* _YOUR TASK_
Reproduce the records with every occurrence of "cave ceiling" switched to "rock overhang" and everything else unchanged. Omit the pictures from the output.

* _GIVEN DATA_
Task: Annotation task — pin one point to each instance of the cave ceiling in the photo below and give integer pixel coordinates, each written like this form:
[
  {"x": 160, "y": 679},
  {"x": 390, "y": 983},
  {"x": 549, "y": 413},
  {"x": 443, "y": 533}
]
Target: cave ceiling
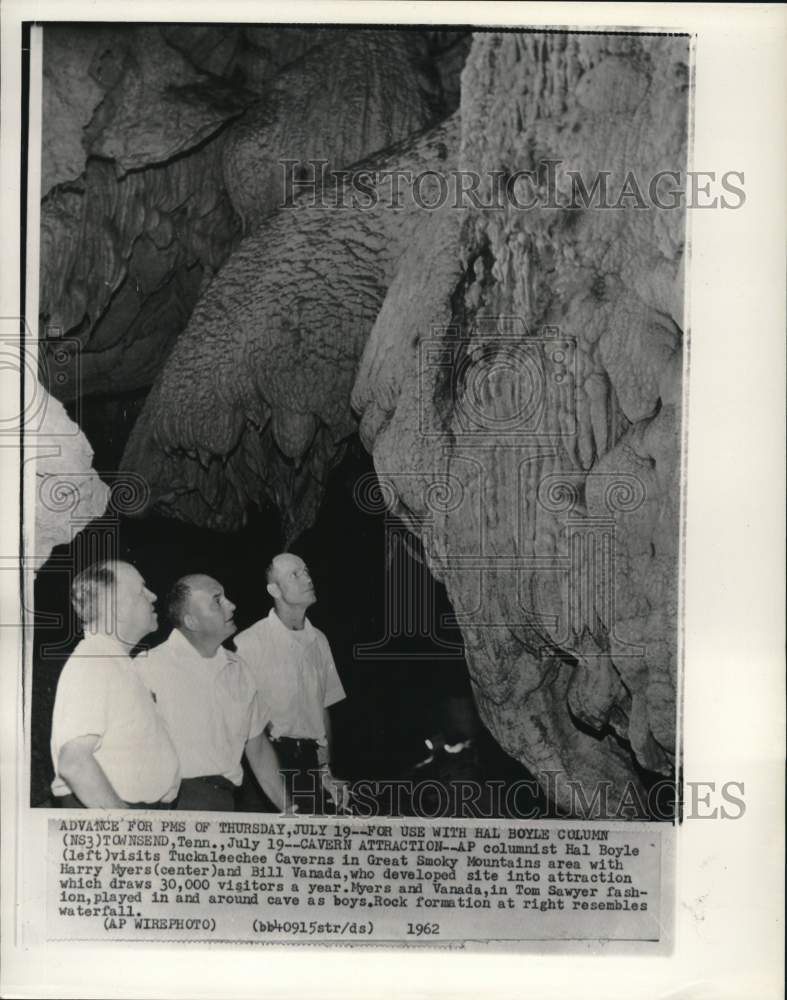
[{"x": 514, "y": 373}]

* _RESULT OF THE EXERCISE_
Task: Annotation task — pin one point to each instance of the rock overhang in the photo below and give integer pixel coordinates, each written like this form:
[
  {"x": 160, "y": 679},
  {"x": 390, "y": 983},
  {"x": 549, "y": 413},
  {"x": 443, "y": 533}
]
Target: rock overhang
[{"x": 514, "y": 373}]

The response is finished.